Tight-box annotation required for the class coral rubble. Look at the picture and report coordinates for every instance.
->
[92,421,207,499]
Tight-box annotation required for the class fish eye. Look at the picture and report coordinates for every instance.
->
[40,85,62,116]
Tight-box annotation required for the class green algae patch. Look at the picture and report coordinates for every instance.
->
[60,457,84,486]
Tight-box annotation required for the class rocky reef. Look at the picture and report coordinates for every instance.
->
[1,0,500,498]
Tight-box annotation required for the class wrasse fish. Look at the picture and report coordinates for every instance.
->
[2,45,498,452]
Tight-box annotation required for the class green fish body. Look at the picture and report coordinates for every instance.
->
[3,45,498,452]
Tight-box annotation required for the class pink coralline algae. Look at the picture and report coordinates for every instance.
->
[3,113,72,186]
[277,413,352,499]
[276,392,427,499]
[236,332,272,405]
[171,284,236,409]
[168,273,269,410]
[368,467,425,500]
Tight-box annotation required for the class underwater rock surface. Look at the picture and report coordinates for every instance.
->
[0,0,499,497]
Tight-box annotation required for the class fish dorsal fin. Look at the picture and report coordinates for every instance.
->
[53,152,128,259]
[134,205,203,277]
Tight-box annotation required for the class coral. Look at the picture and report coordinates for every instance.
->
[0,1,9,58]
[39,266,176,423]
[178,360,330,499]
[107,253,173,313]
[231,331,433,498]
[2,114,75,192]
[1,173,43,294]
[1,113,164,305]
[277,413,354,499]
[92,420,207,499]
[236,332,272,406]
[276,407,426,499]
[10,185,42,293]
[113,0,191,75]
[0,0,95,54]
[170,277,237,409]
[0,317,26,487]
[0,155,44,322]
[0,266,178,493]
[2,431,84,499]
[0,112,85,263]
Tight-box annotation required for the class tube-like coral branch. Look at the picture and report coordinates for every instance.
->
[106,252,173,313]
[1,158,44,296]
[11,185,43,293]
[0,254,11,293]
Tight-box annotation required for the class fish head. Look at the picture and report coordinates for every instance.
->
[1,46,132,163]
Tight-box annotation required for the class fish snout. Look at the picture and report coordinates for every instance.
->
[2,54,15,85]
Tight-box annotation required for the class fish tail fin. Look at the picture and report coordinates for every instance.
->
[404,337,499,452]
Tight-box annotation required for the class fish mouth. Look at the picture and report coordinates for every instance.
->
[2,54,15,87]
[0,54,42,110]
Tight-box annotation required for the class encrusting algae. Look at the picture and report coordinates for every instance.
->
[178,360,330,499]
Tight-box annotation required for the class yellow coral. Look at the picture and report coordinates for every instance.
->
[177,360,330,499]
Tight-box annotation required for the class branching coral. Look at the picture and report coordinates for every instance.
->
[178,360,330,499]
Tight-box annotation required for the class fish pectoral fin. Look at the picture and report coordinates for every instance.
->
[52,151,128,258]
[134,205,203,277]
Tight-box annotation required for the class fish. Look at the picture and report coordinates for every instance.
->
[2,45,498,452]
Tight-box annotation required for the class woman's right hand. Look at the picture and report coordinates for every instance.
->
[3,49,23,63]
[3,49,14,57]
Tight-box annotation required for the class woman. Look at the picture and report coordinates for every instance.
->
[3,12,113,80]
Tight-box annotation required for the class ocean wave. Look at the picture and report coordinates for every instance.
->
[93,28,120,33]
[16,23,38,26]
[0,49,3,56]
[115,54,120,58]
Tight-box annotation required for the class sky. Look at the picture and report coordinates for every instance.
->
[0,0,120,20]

┄┄┄┄┄┄

[Task directions] All lines with the word "woman" are needed; pull them from the entries and copy each.

[Exercise response]
Tight-box annotation required for the class woman's right hand. Look at the picture and report coordinates for every instance.
Tight-box annotation required for the class woman. Look at the picture and report coordinates for every instance.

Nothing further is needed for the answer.